THE PROBLEM
Whatever the records below hold, copy it all out exactly.

RECORD SET
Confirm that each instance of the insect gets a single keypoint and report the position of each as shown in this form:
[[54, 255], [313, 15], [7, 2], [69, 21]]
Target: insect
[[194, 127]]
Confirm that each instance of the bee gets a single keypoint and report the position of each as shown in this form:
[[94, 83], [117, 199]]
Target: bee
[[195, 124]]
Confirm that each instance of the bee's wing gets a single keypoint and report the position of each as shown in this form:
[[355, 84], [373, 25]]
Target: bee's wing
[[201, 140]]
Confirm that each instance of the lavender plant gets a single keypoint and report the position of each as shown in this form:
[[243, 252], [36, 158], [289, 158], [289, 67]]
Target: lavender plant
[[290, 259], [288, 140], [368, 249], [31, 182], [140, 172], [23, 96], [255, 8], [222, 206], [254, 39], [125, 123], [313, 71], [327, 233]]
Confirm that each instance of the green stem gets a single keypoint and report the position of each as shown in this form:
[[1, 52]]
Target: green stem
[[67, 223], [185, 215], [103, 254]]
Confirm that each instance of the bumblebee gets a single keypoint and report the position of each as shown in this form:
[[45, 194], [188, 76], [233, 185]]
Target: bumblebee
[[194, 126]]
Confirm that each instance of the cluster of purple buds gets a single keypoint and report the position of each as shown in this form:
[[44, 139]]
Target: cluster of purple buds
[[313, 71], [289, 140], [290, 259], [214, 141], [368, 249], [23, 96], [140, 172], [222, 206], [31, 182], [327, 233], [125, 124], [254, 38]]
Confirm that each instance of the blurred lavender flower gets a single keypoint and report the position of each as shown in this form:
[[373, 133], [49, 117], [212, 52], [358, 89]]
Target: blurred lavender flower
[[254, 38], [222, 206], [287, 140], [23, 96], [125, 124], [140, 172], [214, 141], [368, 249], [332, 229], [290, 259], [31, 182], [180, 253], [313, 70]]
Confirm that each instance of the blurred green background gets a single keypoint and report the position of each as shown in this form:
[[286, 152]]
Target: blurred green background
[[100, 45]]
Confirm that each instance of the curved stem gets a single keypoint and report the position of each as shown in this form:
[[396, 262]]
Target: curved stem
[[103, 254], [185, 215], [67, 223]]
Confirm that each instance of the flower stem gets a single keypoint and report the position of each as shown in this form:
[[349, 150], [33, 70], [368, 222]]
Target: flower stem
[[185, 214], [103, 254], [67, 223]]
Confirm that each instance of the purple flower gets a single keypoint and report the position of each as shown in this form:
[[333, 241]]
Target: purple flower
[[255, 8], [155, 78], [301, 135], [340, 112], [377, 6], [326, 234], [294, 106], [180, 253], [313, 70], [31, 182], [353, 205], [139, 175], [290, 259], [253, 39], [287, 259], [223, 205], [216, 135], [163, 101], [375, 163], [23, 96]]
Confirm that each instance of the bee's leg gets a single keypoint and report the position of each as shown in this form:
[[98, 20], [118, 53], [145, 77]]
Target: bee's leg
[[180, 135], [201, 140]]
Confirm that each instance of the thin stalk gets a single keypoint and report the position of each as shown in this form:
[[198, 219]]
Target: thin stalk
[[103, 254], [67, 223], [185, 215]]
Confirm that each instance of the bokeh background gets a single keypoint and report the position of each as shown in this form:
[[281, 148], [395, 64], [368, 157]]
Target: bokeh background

RESULT
Confirm that each instance of the insect gets a single keypoint and report the position of each as shown in this form:
[[54, 255], [313, 15], [7, 2], [69, 21]]
Target: insect
[[194, 127]]
Confirm that each instance of the bee gets a single keypoint and report the position of each as shown in this form:
[[94, 83], [117, 199]]
Target: bee
[[195, 124]]
Confirm that each instance of the bee's wing gets a single keypoint and report the position of each as shown in this form:
[[355, 84], [373, 25]]
Target: bee's wing
[[201, 140]]
Confirm that each instance of the lavender plant gets a single keypoint and report the position of each as shown in this form:
[[243, 252], [36, 158], [289, 158], [289, 67]]
Target: lavender plant
[[290, 259], [288, 140], [368, 249], [31, 182], [140, 172], [23, 96], [255, 8], [222, 206], [254, 39], [125, 123], [313, 71], [327, 233]]
Confirm that each instance of the green stem gets a single keypoint and report the position of each as shown in this form:
[[1, 52]]
Target: green stem
[[67, 223], [185, 215], [103, 254]]
Confirm that each instance of the bumblebee gets a single keypoint and report the position of each as shown in this form:
[[45, 194], [188, 76], [233, 185]]
Target: bumblebee
[[194, 126]]
Confirm that each instance of the cluster of purple buds gets a single keypoint and report the position of each as shown in this form:
[[44, 139]]
Target: cluster of purple buds
[[313, 71], [289, 140], [290, 259], [214, 141], [368, 249], [23, 96], [140, 172], [222, 206], [31, 182], [327, 233], [125, 124], [254, 38]]
Confirm that each instance of the blurred lavender flower gets a single keypoint and report the position of each as shown in this form:
[[373, 133], [49, 117], [212, 52], [358, 89]]
Target: blurred lavender flower
[[254, 38], [222, 206], [287, 140], [23, 96], [125, 124], [140, 172], [214, 141], [368, 249], [332, 229], [290, 259], [31, 182], [180, 253], [313, 70]]
Confirm that each instance of the blurred green background gets a single keypoint and report the position of each as shown in this form:
[[286, 152]]
Target: blurred green background
[[100, 45]]
Confirm that each instance of the curved stem gets a single keypoint and report the position of each as shown in this form:
[[396, 262]]
Target: curved stem
[[103, 254], [185, 215], [67, 223]]
Confirm that each instance of the flower stem gets a single keypoint and report the position of each as shown in this form:
[[349, 150], [33, 70], [368, 222]]
Target: flower stem
[[185, 214], [103, 254], [67, 223]]
Confirm that each instance of the purple flower gets a single keypoint and report the position of each as shown in this form:
[[333, 241]]
Target: purple flower
[[255, 8], [155, 78], [301, 135], [340, 112], [377, 6], [326, 234], [294, 106], [180, 253], [313, 70], [31, 182], [353, 205], [139, 175], [290, 259], [253, 39], [287, 259], [223, 205], [216, 135], [163, 101], [375, 163], [23, 96]]
Confirm that each instance of the bee's leg gets a single keypoint and report the position of each as shown in this form:
[[98, 20], [118, 53], [145, 77]]
Target: bee's leg
[[180, 135], [201, 140]]
Confirm that each instance of the thin stalk gets a single keypoint and report the position of each as shown in this form:
[[198, 219]]
Target: thin stalk
[[103, 254], [67, 223], [185, 215]]
Confirm that each instance of the bokeh background gets a single keypoint and report the position of each as shown in this form:
[[281, 148], [395, 64], [368, 157]]
Target: bokeh background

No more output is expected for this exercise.